Conhece os contratos de parceria público-privada de ambos os lados da barreira. Esteve na negociação do primeiro contrato PPP em Portugal, na Lusoponte, no lado dos privados. Foi, mais recentemente, controladora financeira no Ministério das Obras Públicas, função em que chamou a atenção para os problemas que traria a prorrogação do contrato com a Liscont. Mariana Abrantes diz que, em Portugal, o Estado subestima a complexidade destes contratos. A factura aparece ao contribuinte.

Como posicionaria Portugal num ranking dos países que recorrem às Parcerias Público-Privadas (PPP)?

Um ranking de 2005 mostrava que Portugal recorria intensivamente a PPP, mais do que todos os outros países da UE em termos de percentagem do PIB. Mais recentemente, em 2009, Portugal contratou três vezes mais PPP do que a França: Portugal contratou projectos de 1600 milhões de euros, e a França menos de 500 milhões de euros. Todos os outros países europeus, muito menos, pois continuam a fazer o grosso do investimento público em empreitadas tradicionais, utilizando PPP excepcionalmente. Em Portugal, o investimento público directo, via PIDDAC, ficou muito reduzido, e as PPP passaram a ser a regra em vez da excepção.

Que avaliação faz da forma como esses contratos têm vindo a ser celebrados?

Toda a gente fez uma grande aprendizagem desde que se lançou o primeiro, a Ponte Vasco da Gama, em 1992. No sector privado e nos bancos, acho que essa aprendizagem está muito consolidada. São sempre as mesmas pessoas a gerir aquela carteira de contratos e de crédito durante 15 anos... geriram muito bem a curva de aprendizagem e consolidaram-na. No sector público é muito mais problemático, porque, parece-me, é subestimada a complexidade do contrato, como se qualquer novo assessor ou advogado pudesse assumir a responsabilidade sem conhecer o historial. Não sou dessa opinião. Para gerir bem não só os contratos durante a fase de concurso como depois na fase de exploração a 30 anos, é preciso conhecê-los muito bem. Tem de haver continuidade.

----------------

Objetivo do exercício:
Prossiga a entrevista sobre as parcerias público-privadas a partir da última resposta do texto acima.

Dados brutos:
----------------

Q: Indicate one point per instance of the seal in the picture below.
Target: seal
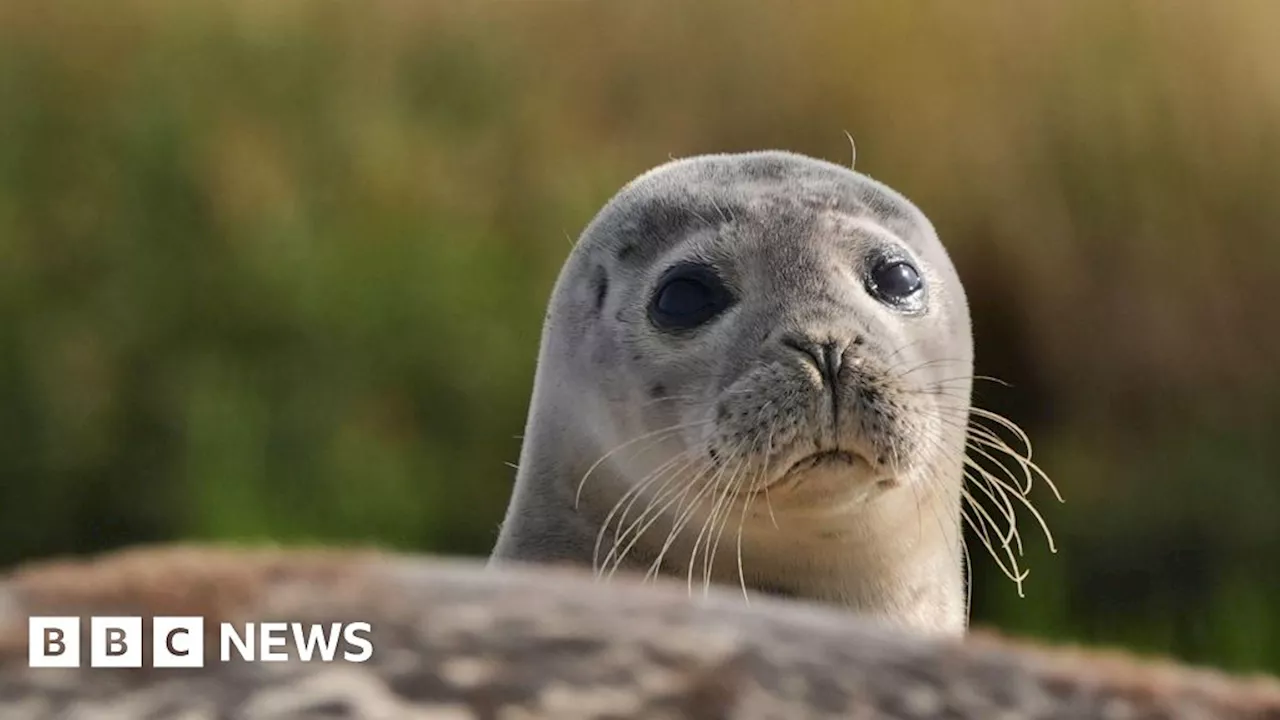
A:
(769, 345)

----------------

Resultado do exercício:
No caso da Lusoponte, o concurso foi gerido por uma comissão ad hoc e agora está na alçada da Estradas de Portugal...

Estive envolvida no contrato da Lusoponte, do lado do sector privado. O contrato assentava em 114 documentos. Quando eles são passados, de repente, para outra pessoa, ela pode lê-los. Mas não vai conseguir perceber todo o detalhe. Uma das coisas que o sector público português tem de melhorar é isto. Portugal é talvez um dos poucos países que ainda não tem uma agência de PPP que tenha um mandato suficientemente alargado e forte para acompanhar os contratos durante todas as fases da concessão, desde a contratualização até à exploração. A maior parte dos países tem uma estrutura organizativa centralizada; a gestão das PPP é mais consolidada do que em Portugal.

É preciso centralizar a gestão dos contratos, sejam eles da área da saúde, dos transportes, do ambiente, portuária?

Estamos a falar de serviços públicos. Quem tem obrigação de serviço público é o ministério da tutela. Estes ministérios têm de fazer todo um trabalho de apoio para gerir a tal curva de aprendizagem. Porque senão os responsáveis vão andar sempre a aprender fazendo.

No Orçamento de 2010 está inscrita a criação de uma estrutura desse tipo, sem que se saiba ainda como vai ser instalada. Será essa a solução?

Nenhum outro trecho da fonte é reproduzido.